▸ WHAT THIS TASK INVOLVES
Reproduce only the part of the records below that opens with the line containing "the red t-shirt" and closes at the end of the records, with every line and request included. In that part, shift each coordinate by adding 27 to both numbers of every pair.

======== MATERIAL PROVIDED

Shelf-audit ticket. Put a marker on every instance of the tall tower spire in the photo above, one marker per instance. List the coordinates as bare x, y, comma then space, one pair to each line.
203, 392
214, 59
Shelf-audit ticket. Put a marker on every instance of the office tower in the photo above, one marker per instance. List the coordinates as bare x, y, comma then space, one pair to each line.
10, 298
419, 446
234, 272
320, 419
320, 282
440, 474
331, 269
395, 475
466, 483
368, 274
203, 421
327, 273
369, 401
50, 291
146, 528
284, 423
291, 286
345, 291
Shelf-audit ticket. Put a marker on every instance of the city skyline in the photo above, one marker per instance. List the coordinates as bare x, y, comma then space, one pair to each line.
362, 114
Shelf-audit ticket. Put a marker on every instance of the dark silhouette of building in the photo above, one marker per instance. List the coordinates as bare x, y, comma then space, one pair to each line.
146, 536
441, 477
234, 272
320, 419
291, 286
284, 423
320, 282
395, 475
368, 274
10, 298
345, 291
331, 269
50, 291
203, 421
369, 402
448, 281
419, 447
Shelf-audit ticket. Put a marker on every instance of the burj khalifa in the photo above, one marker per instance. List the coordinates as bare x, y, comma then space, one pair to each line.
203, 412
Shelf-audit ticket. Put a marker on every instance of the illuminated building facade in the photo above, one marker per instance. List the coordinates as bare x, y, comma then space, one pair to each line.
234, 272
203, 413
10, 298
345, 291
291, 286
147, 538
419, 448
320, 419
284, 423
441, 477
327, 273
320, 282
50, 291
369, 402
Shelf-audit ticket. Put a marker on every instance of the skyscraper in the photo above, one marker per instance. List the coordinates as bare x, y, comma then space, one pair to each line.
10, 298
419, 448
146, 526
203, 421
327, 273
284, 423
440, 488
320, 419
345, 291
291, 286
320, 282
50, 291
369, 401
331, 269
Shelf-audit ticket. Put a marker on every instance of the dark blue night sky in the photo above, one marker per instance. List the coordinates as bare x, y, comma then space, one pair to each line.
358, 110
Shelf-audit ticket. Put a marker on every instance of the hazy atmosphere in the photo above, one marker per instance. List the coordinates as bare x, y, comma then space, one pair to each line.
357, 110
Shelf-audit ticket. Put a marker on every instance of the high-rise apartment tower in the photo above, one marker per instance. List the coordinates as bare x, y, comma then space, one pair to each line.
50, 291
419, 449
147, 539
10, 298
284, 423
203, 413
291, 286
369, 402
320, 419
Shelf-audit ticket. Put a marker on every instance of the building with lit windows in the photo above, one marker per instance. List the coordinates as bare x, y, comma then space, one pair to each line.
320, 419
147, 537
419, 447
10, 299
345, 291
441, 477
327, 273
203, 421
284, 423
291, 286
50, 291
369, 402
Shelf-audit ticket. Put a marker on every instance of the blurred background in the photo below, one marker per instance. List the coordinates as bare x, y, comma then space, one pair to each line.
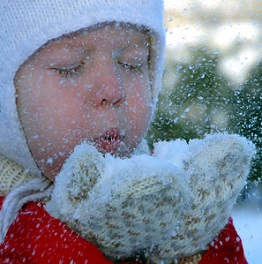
213, 82
213, 76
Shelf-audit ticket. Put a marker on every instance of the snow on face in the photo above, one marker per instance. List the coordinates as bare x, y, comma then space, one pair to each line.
92, 85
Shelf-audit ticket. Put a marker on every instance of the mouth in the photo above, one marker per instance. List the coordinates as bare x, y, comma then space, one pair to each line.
110, 141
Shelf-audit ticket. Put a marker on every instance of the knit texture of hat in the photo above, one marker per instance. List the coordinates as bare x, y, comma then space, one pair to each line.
26, 25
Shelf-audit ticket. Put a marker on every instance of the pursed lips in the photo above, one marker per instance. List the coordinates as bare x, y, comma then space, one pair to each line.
109, 141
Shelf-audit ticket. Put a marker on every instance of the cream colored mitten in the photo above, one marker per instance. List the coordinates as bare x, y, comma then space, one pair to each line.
215, 169
122, 205
168, 206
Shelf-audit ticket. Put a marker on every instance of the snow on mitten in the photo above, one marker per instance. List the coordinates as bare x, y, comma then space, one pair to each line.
215, 169
121, 205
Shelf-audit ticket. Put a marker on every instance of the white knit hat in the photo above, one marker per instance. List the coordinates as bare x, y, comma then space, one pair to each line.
28, 24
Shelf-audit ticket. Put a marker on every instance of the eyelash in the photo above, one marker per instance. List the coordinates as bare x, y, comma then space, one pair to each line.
130, 67
70, 72
75, 71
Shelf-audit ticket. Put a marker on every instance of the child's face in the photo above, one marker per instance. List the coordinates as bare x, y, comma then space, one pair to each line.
92, 85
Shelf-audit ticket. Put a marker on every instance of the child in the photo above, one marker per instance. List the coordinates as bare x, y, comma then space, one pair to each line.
74, 71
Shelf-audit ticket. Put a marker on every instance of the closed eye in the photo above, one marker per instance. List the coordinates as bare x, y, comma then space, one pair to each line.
70, 71
131, 67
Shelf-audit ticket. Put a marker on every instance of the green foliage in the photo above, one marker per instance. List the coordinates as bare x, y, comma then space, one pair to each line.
202, 100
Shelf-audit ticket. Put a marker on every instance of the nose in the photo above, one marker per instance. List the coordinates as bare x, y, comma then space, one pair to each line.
107, 88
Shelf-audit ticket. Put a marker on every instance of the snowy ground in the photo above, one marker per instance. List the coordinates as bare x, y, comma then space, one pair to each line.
248, 222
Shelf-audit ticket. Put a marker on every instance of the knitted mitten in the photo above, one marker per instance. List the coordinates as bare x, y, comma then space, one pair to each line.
215, 169
121, 205
168, 206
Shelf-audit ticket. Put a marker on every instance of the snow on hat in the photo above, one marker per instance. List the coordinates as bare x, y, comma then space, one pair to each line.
26, 25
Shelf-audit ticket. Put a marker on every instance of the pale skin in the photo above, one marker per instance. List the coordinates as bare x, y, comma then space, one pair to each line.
93, 85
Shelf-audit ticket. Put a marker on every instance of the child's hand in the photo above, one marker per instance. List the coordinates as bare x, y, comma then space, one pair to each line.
121, 205
215, 170
169, 205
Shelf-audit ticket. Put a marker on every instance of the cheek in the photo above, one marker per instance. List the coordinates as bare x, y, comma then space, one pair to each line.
140, 104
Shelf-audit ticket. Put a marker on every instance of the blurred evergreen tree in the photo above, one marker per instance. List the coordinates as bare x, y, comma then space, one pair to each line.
204, 101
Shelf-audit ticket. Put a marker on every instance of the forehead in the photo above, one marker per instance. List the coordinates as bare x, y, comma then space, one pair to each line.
105, 35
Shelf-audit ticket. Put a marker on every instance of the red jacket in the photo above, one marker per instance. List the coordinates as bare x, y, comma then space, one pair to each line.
36, 237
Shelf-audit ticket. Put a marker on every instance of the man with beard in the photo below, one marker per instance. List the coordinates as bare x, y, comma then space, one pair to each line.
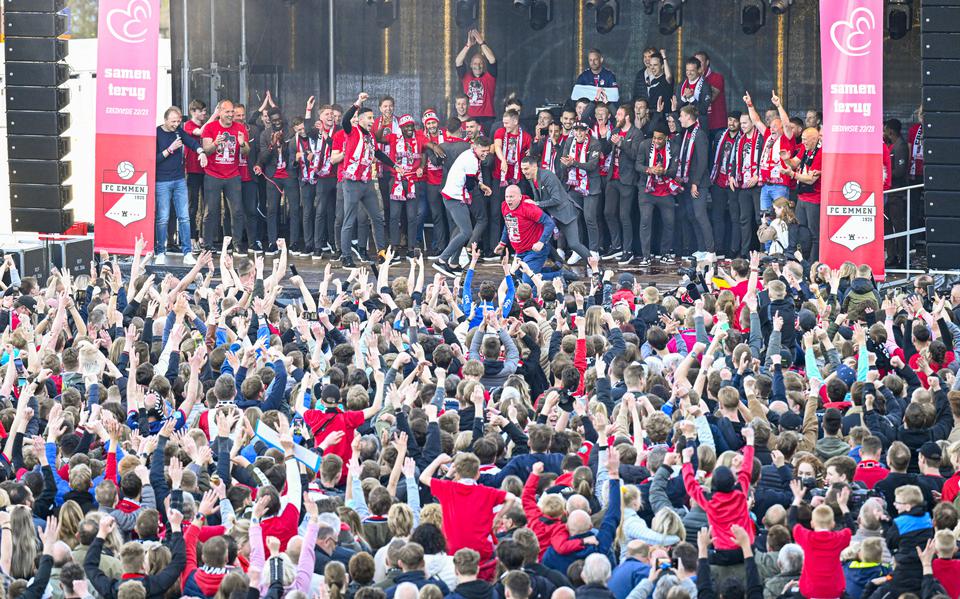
655, 165
621, 186
275, 163
694, 178
433, 170
407, 188
726, 229
461, 178
359, 193
550, 196
511, 144
325, 197
223, 142
249, 191
480, 80
694, 90
745, 185
580, 162
777, 147
806, 169
195, 172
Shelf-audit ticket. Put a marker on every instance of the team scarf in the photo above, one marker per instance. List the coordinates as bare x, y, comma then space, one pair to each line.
606, 161
696, 87
686, 152
747, 157
406, 152
722, 159
577, 178
770, 159
916, 152
660, 157
511, 153
549, 154
309, 168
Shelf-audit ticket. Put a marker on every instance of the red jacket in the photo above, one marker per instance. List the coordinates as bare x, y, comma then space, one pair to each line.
550, 532
822, 574
725, 509
870, 472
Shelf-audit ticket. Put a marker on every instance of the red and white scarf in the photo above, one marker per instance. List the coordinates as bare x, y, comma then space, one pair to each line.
512, 143
696, 87
660, 157
549, 154
606, 161
747, 158
723, 159
916, 153
686, 152
406, 153
577, 178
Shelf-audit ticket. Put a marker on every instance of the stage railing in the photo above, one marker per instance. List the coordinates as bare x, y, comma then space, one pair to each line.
913, 194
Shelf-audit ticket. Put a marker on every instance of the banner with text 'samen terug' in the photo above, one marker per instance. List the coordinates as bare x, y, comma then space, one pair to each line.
851, 206
127, 63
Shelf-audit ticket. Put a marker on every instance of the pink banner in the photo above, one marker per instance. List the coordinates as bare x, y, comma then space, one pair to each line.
127, 64
851, 207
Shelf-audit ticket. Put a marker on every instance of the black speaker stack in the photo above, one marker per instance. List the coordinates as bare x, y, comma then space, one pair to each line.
940, 62
35, 75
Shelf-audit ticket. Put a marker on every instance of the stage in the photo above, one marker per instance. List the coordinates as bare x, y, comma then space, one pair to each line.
662, 276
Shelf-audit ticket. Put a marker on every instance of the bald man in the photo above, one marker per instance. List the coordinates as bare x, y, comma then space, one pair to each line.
805, 170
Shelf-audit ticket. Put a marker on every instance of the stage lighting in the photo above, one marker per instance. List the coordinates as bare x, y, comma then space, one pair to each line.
753, 15
541, 13
608, 15
466, 13
780, 6
899, 18
388, 11
670, 16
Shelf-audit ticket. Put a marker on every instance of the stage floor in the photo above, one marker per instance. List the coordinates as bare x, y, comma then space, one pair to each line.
662, 276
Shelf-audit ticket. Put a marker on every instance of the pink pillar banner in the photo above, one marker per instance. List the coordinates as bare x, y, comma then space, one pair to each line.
127, 64
851, 206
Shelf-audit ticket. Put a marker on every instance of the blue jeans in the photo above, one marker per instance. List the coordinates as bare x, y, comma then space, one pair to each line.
177, 192
771, 191
535, 261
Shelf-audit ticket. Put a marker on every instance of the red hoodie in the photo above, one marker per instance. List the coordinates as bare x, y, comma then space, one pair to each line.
725, 509
822, 574
549, 532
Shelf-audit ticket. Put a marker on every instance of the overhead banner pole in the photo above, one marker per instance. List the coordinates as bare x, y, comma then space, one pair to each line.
851, 206
126, 121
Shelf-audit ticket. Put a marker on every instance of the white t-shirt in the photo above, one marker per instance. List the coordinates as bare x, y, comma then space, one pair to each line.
466, 165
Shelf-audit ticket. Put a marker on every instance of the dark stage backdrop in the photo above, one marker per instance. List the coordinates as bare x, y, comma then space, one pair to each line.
287, 46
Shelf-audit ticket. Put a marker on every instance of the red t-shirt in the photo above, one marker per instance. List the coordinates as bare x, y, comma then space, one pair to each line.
192, 159
480, 91
282, 526
523, 225
717, 112
225, 162
467, 514
822, 574
815, 165
323, 423
337, 144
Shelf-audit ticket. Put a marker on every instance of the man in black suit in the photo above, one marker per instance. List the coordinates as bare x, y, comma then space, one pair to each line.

================

▸ SOLUTION TO THIS PROBLEM
Shelf-audit ticket. Put a marker on every instance of the red t-shirt in the photo above, one marker per instance. List the coordinates as bare x, y, comma then space, one pair to each line.
219, 186
507, 118
309, 553
550, 252
744, 139
252, 189
494, 541
849, 601
842, 192
350, 450
364, 171
Shelf-audit ticket. Put a marker on every instance of the man in black suit in the photo above, one marker per instance. List the coordinates as bare x, y, comma then space, one pair to each line.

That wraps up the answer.